QUOTED TEXT

— start —

Lange's Commentary on the Holy Scriptures: Critical, Doctrinal, and Homiletical
Psalms 85

 

 

Verses 1-13

Psalm 85

To the chief Musician, A Psalm for the sons of Korah

2 Lord, thou hast been favorable unto thy land:

Thou hast brought back the captivity of Jacob.

3 Thou hast forgiven the iniquity of thy people;

Thou hast covered all their sin. Selah.

4 Thou hast taken away all thy wrath:

Thou hast turned thyself from the fierceness of thine anger.

5 Turn us, O God of our salvation,

And cause thine anger toward us to cease.

6 Wilt thou be angry with us for ever?

Wilt thou draw out thine anger to all generations?

7 Wilt thou not revive us again:

That thy people may rejoice in thee?

8 Shew us thy mercy, O Lord,

And grant us thy salvation.

— end —

WHAT YOU WILL DO
**A.** In the psalm above, what does the speaker say the Lord has already done in verses 2 through 4?
**B.** In verse 7 of the psalm, why does the speaker ask the Lord to revive the people again?

SOURCE EXCERPT
— start —

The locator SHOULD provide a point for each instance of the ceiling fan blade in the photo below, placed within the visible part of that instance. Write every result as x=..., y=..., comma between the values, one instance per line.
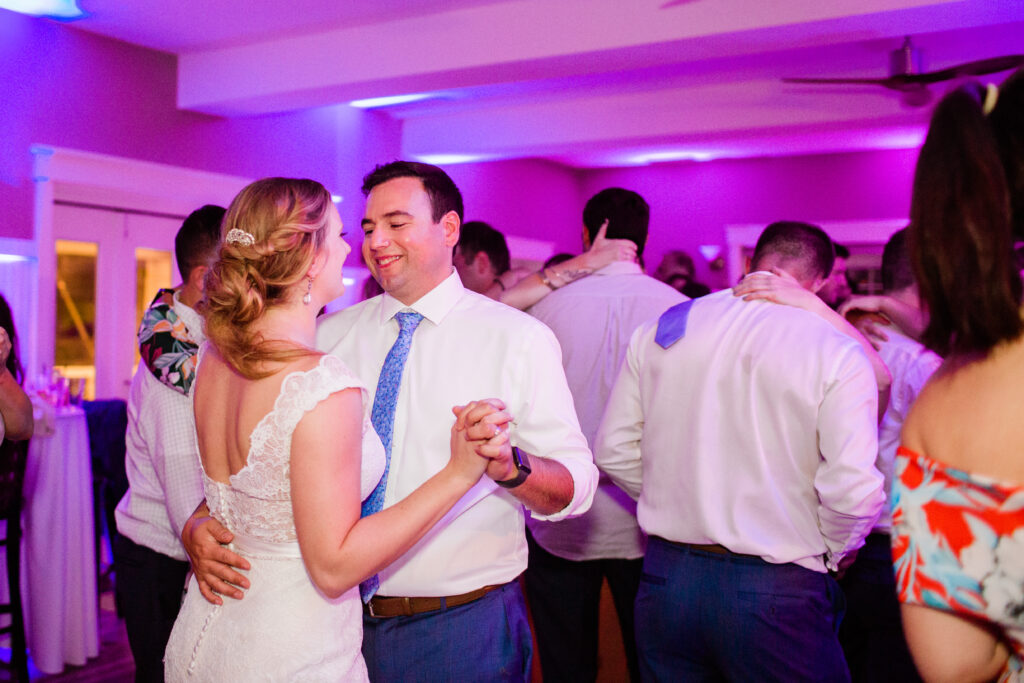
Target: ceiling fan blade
x=978, y=68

— end —

SOLUTIONS BELOW
**A.**
- Been favorable unto his land
- Brought back the captivity of Jacob
- Forgiven the iniquity of his people
- Covered all their sin
- Taken away all his wrath
- Turned himself from the fierceness of his anger

**B.** The speaker asks to be revived so that the Lord's people may rejoice in him.